=== Section Start ===

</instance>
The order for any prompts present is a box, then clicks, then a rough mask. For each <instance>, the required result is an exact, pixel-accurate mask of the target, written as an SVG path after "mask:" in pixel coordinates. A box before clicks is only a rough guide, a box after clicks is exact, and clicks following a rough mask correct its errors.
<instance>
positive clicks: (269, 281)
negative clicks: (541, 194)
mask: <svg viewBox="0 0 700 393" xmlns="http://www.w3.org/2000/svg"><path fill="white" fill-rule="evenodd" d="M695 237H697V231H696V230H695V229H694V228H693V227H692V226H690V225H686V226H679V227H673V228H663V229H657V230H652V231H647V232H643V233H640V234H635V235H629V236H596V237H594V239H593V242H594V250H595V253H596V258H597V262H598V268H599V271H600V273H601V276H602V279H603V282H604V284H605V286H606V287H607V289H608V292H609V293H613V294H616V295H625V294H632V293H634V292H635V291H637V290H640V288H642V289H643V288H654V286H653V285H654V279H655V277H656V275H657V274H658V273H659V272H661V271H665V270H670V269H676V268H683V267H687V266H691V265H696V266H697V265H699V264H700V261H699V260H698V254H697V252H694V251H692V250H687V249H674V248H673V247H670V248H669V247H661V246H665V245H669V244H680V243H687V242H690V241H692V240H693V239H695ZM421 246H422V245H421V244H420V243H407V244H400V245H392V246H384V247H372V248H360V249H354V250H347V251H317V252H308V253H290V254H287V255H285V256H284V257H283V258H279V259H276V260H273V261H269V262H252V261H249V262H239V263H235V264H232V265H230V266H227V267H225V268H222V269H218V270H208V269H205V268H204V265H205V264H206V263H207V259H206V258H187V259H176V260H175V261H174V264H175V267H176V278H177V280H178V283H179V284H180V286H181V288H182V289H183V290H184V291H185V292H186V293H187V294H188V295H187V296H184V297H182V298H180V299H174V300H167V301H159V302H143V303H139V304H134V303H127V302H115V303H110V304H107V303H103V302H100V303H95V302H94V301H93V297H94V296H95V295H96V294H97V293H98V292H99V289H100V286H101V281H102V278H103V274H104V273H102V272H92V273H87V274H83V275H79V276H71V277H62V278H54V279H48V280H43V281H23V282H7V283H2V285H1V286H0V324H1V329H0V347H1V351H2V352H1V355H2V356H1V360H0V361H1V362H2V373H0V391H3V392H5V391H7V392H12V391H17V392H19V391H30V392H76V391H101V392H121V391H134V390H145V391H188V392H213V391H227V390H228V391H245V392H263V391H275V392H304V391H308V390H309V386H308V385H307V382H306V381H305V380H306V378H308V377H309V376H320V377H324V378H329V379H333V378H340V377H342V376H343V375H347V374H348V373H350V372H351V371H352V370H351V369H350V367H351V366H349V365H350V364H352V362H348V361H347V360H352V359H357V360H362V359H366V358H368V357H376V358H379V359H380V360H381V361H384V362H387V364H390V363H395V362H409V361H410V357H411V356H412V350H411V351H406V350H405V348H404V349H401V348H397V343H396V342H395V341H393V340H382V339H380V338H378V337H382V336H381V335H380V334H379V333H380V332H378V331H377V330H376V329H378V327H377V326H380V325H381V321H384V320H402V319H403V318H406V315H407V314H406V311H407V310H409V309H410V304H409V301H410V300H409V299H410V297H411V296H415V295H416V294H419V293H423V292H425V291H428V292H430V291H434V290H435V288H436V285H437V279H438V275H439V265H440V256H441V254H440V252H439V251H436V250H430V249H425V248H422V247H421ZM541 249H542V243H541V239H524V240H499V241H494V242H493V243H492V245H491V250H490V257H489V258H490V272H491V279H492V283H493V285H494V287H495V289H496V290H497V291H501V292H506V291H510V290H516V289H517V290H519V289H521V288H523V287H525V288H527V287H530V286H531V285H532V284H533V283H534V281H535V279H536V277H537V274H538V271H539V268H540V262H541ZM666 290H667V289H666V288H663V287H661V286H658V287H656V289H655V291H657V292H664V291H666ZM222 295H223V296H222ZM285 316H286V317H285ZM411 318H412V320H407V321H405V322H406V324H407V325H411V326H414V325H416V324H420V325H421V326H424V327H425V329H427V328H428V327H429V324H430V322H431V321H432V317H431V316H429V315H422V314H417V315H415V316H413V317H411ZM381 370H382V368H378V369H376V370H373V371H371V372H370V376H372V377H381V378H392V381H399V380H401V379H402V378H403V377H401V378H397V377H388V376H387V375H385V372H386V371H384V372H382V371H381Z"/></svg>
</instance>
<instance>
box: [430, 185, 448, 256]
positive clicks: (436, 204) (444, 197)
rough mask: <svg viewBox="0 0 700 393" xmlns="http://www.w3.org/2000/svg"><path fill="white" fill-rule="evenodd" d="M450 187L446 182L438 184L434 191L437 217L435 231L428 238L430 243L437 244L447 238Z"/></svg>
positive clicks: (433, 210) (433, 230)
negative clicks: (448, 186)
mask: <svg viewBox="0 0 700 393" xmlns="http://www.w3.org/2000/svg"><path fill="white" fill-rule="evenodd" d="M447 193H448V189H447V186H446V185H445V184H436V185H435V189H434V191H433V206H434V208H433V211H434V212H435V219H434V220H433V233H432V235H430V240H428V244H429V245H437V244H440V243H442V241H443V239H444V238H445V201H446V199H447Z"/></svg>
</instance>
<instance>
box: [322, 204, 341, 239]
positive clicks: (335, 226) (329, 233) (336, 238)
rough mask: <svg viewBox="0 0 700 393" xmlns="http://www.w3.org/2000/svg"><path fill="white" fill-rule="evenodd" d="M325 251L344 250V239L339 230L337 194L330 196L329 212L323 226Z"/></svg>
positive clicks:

=== Section End ===

:: What the exercise asks ::
Write out the entries in full, exactly as given.

:: Finished task ::
</instance>
The order for any prompts present is a box, then clicks, then a rough mask. For each <instance>, the required result is an exact, pixel-accurate mask of the target, written as an SVG path after "mask:" in pixel coordinates. A box before clicks is only a rough guide, a box after clicks is exact, and clicks following a rough mask correct its errors.
<instance>
positive clicks: (269, 281)
negative clicks: (541, 194)
mask: <svg viewBox="0 0 700 393" xmlns="http://www.w3.org/2000/svg"><path fill="white" fill-rule="evenodd" d="M695 237H697V231H696V230H695V229H694V228H693V227H692V226H690V225H686V226H679V227H673V228H663V229H657V230H652V231H647V232H643V233H640V234H635V235H629V236H596V237H594V239H593V242H594V250H595V253H596V258H597V262H598V268H599V271H600V273H601V276H602V279H603V282H604V284H605V286H606V287H607V289H608V292H609V293H613V294H616V295H625V294H632V293H634V292H635V291H637V290H640V288H642V289H643V288H654V286H653V285H654V279H655V277H656V275H657V274H658V273H659V272H661V271H665V270H670V269H676V268H683V267H687V266H691V265H696V266H697V265H699V264H700V261H699V260H698V254H697V252H694V251H692V250H687V249H674V248H673V247H670V248H669V247H661V246H665V245H669V244H680V243H687V242H690V241H692V240H693V239H695ZM421 246H422V245H421V244H420V243H407V244H400V245H392V246H384V247H372V248H360V249H354V250H347V251H317V252H308V253H290V254H287V255H285V256H284V257H283V258H279V259H276V260H273V261H269V262H252V261H249V262H239V263H235V264H232V265H230V266H227V267H225V268H222V269H218V270H208V269H205V268H204V265H205V264H206V263H207V259H206V258H187V259H176V260H175V261H174V264H175V267H176V278H177V280H178V283H179V284H180V286H181V288H182V289H183V290H184V291H185V292H186V293H187V294H188V295H187V296H184V297H182V298H180V299H174V300H167V301H159V302H143V303H139V304H134V303H127V302H115V303H110V304H107V303H103V302H100V303H95V302H94V301H93V297H94V296H95V295H96V294H97V293H98V292H99V289H100V286H101V281H102V278H103V274H104V273H102V272H92V273H87V274H83V275H79V276H71V277H62V278H54V279H48V280H43V281H23V282H7V283H2V285H1V286H0V324H1V329H0V347H1V351H2V352H1V355H2V356H1V360H0V361H1V362H2V373H0V391H3V392H5V391H7V392H12V391H17V392H19V391H30V392H76V391H101V392H121V391H134V390H145V391H188V392H213V391H227V390H228V391H245V392H263V391H275V392H304V391H308V390H309V386H308V385H307V382H306V381H305V380H306V378H308V377H309V376H320V377H324V378H329V379H333V378H340V377H342V376H343V375H347V374H348V373H350V372H351V371H352V370H351V369H350V367H351V366H349V365H350V364H352V362H348V361H347V360H352V359H357V360H362V359H366V358H368V357H376V358H379V359H380V360H381V361H384V362H387V364H390V363H395V362H409V361H410V357H411V356H412V350H411V351H406V350H405V348H404V349H401V348H397V343H396V342H395V341H393V340H382V339H380V338H378V337H382V336H381V335H380V334H379V333H380V332H378V331H377V330H376V329H378V327H377V326H380V325H381V321H384V320H402V319H403V318H406V315H407V314H406V311H407V310H409V309H410V304H409V301H410V300H409V299H410V297H411V296H415V295H416V294H419V293H423V292H425V291H428V292H430V291H434V290H435V288H436V285H437V279H438V275H439V265H440V256H441V254H440V252H439V251H436V250H430V249H425V248H422V247H421ZM541 249H542V243H541V239H524V240H499V241H494V242H493V243H492V245H491V250H490V257H489V258H490V272H491V279H492V283H493V285H494V287H495V289H496V290H497V291H501V292H506V291H510V290H516V289H517V290H519V289H521V288H523V287H525V288H527V287H530V286H531V285H532V284H533V283H534V281H535V279H536V277H537V274H538V271H539V268H540V262H541ZM666 290H667V289H666V288H663V287H661V286H658V287H656V289H655V291H657V292H664V291H666ZM222 295H223V296H222ZM285 316H286V317H285ZM411 318H412V320H407V321H405V322H406V324H407V325H411V326H414V325H416V324H420V325H421V326H424V327H425V329H427V328H428V327H429V324H430V322H431V321H432V317H431V316H429V315H422V314H417V315H415V316H413V317H411ZM381 370H382V368H378V369H376V370H373V371H371V372H370V376H372V377H381V378H392V381H399V380H401V379H402V378H403V377H401V378H397V377H388V376H387V375H385V372H386V371H384V372H382V371H381Z"/></svg>
</instance>
<instance>
box: [430, 185, 448, 256]
positive clicks: (436, 204) (444, 197)
rough mask: <svg viewBox="0 0 700 393" xmlns="http://www.w3.org/2000/svg"><path fill="white" fill-rule="evenodd" d="M450 187L446 182L438 184L434 191L437 217L435 231L428 238L430 243L437 244L447 238Z"/></svg>
positive clicks: (433, 210) (433, 230)
negative clicks: (448, 186)
mask: <svg viewBox="0 0 700 393" xmlns="http://www.w3.org/2000/svg"><path fill="white" fill-rule="evenodd" d="M447 193H448V189H447V186H446V185H445V184H436V185H435V189H434V191H433V206H434V208H433V211H434V212H435V219H434V220H433V233H432V235H430V240H428V244H429V245H437V244H440V243H442V241H443V239H444V238H445V201H446V199H447Z"/></svg>
</instance>
<instance>
box: [322, 204, 341, 239]
positive clicks: (335, 226) (329, 233) (336, 238)
rough mask: <svg viewBox="0 0 700 393" xmlns="http://www.w3.org/2000/svg"><path fill="white" fill-rule="evenodd" d="M325 251L344 250V239L339 230L337 194L330 196L329 212L323 226Z"/></svg>
positive clicks:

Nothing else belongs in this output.